■ Exercise details ■
The data below must be repeated exactly. Leave nothing out.

■ Provided material ■
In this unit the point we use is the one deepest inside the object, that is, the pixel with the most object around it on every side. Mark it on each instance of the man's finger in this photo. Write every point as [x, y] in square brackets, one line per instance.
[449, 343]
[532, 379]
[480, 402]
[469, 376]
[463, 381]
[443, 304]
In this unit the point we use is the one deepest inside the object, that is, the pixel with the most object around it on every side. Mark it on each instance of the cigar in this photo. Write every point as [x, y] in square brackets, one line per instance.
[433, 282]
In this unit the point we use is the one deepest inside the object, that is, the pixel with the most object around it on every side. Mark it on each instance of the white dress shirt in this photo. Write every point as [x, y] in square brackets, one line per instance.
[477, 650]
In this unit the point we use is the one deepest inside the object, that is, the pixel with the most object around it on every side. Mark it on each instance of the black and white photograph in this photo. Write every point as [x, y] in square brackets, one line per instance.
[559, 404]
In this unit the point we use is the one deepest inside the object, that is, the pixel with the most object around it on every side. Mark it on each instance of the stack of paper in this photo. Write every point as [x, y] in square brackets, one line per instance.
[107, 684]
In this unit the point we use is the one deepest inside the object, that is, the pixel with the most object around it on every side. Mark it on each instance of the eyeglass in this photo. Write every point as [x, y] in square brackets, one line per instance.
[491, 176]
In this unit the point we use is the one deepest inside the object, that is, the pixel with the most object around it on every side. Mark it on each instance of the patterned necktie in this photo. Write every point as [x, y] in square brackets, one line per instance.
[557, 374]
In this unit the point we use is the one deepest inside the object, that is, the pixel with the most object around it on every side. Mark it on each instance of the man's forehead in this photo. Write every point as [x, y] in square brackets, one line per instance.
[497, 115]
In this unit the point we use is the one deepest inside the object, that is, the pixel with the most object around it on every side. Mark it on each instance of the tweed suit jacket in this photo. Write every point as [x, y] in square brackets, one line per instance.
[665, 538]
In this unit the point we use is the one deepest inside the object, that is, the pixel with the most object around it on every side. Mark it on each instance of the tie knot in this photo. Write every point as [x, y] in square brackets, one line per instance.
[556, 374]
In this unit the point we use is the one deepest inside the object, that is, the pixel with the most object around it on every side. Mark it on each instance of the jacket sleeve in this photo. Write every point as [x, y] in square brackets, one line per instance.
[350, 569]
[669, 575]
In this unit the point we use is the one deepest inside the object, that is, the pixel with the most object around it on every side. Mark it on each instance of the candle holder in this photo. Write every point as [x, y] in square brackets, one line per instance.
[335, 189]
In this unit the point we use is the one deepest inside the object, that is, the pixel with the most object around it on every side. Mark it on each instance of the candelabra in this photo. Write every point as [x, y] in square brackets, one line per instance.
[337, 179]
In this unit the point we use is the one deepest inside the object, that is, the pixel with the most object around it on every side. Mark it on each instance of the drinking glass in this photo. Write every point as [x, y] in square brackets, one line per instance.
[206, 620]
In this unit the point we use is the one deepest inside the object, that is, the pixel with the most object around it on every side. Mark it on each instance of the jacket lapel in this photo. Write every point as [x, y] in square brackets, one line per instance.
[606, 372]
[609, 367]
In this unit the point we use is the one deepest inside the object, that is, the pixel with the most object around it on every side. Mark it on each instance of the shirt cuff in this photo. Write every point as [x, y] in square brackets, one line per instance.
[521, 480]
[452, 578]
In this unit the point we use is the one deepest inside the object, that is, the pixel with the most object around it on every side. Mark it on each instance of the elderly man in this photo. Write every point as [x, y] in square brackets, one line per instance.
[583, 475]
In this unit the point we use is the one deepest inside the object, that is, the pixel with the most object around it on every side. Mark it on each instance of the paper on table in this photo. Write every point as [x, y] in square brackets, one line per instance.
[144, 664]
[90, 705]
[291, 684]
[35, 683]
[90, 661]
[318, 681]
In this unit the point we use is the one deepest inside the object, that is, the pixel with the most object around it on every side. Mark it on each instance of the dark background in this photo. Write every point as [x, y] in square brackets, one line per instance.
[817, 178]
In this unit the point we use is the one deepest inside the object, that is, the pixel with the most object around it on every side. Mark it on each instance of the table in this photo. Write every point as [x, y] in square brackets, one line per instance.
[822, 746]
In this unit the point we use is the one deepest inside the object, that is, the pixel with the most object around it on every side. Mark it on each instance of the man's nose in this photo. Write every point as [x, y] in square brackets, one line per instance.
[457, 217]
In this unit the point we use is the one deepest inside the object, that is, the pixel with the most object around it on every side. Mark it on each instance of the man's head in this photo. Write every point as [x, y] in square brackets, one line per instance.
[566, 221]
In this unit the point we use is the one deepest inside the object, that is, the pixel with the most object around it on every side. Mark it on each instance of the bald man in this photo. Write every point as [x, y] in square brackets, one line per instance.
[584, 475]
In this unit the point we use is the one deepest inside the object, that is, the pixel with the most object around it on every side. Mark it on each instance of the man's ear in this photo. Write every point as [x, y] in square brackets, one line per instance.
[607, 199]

■ Answer for the task ■
In this unit the point we use is the one deepest inside the object, that is, the pixel with the most object around it on every side. Mark it on each instance of the man's finger in this photo. Write every point as [x, y] in square brackets, one line per instance.
[449, 343]
[532, 379]
[480, 402]
[469, 376]
[463, 381]
[443, 304]
In this unit the point we use is the one deepest inside the object, that is, the pixel with the most object around it on every side. Mark it on each instance of the cigar in this photo. Write every point as [x, y] in square brackets, one line per instance.
[433, 282]
In this unit the point we use is the one deepest inside the object, that is, the pixel with the most object around it on every side. Mark it on each instance of the white dress shirt in this photo. Write every point as [x, y] in square brackets, one line per instance.
[477, 650]
In this unit the point we use is the one deepest inside the object, that is, the pixel with the most object around it on every side. Mark it on each instance of the black and white photograph in this photo. Write every point as [x, y] in square brackets, one line per instance.
[559, 404]
In this unit the point we use is the one deepest inside the object, that is, the pixel with the most object around it on every side. Mark it on each instance of the stack of paper in this photo. Write every point as [x, y] in square brackets, one line per instance.
[107, 684]
In this unit the point we use is the one deepest inside the object, that is, the pixel with the most object around it on every side. Mark it on each instance of the eyeglass in this photo. Write every point as [x, y] in square brackets, one line per instance.
[491, 176]
In this unit the point we use is the one deepest inside the object, that is, the pixel with the most object around it on every side. Mark it on each instance of the patterned necktie in this photo. Write every point as [x, y] in square brackets, one line per instance.
[557, 374]
In this unit the point we use is the one deepest inside the object, that is, the pixel with the most object around it on every side. Mark it on each instance of the man's forehead in this photo. Write every point as [x, y] in square brackets, one line per instance.
[497, 115]
In this unit the point we use is the one deepest inside the object, that is, the pixel with the most object around it on every side. Mark it on each instance of the tweed suit jacket in this photo. Write every point as [x, y] in square brackets, one line per instance.
[665, 538]
In this unit the point we use is the one deepest inside the object, that is, the pixel with the most object around it on every side. Mark it on each instance of the tie knot in this photo. Write every point as [x, y] in square brackets, one line per instance.
[556, 374]
In this unit the point we use is the one deepest inside the object, that is, the pixel with the most object around it on every side. Mark it on each instance of the jacket sleeve in this photo. Write every point as [x, y] in square brackets, one line per instance.
[350, 569]
[669, 575]
In this unit the point we use is the one deepest inside the object, that is, the pixel with the most object around it on every side. Mark it on each instance of the candle holder in this photo. Write every point as [x, y] in square brackets, one line per instance.
[335, 189]
In this unit the point we use is the one deepest inside the object, that is, the pixel with the most object around it on every side. Mark it on each instance of the candelabra in this photo. Write every point as [x, y] in square brackets, one line per instance.
[337, 179]
In this unit the point we use is the one deepest inside the object, that is, the pixel with the most object around it on every side. Mark it on each instance of the drinking glass in this photo. Write every point as [x, y] in square brackets, one line per instance.
[206, 620]
In this unit the point we use is the one deepest inside the object, that is, the pixel with the most object around it on every side. Mark it on each instance of the jacket lapel in this photo. Write every point as [x, y] in square brackets, one line per instance.
[606, 372]
[609, 367]
In this unit the point we use is the one deepest inside the object, that is, the pixel with the most object around it on every side. Mark it on each instance of the shirt cuff in this photo. Write every point as [x, y] in square brackets, one line per instance.
[521, 480]
[452, 578]
In this unit the point we use is the one deepest inside the object, that is, the pixel with the most object around it on every side. Mark it on each instance of the elderly man in this photo. Write every point as [x, y] in square brackets, one line per instance.
[583, 475]
In this unit the point we use is the one deepest inside the object, that is, the pixel with the most object around it on every side. Mark it on each instance of the paper on table in this photo. Write every point as [x, y] in square brackets, one line per instance.
[144, 664]
[90, 705]
[291, 684]
[35, 683]
[90, 661]
[318, 681]
In this unit the point we use is the one deepest inside the object, that is, the pixel with the most object around it on every side. Mark it on each instance of the dark background in this photo. Write every point as [x, y] in square brackets, one line per instance.
[817, 178]
In this unit the point we use is the one deepest inside the object, that is, the pixel with the most object around it on every side. Mark it on each instance of the table in this photo. Write every point as [x, y] in square brackets, one line per instance.
[822, 746]
In this unit the point we use is the one deepest inside the object, that is, the pixel with the most object around it on every side. Mark it on each instance of the man's nose in this photo. Write every point as [x, y] in square brackets, one line per instance.
[457, 217]
In this unit the point we use is the one deepest inside the object, that is, the pixel with the most object around it on every side. Mark it on each instance of the man's head in this photo. Write every point as [x, y] in square brackets, one line per instance.
[566, 221]
In this unit the point we use is the one deepest inside the object, that is, the pixel with the most object around it on every side. Mark it on each instance of the bald man in this photo. Write every point as [x, y] in square brackets, one line per instance.
[584, 475]
In this unit the point we use is the one deepest inside the object, that is, the pixel with the most object around it on every side. Mark it on each instance of the man's ear in this photo. Write every point as [x, y] in square brackets, one line per instance.
[607, 199]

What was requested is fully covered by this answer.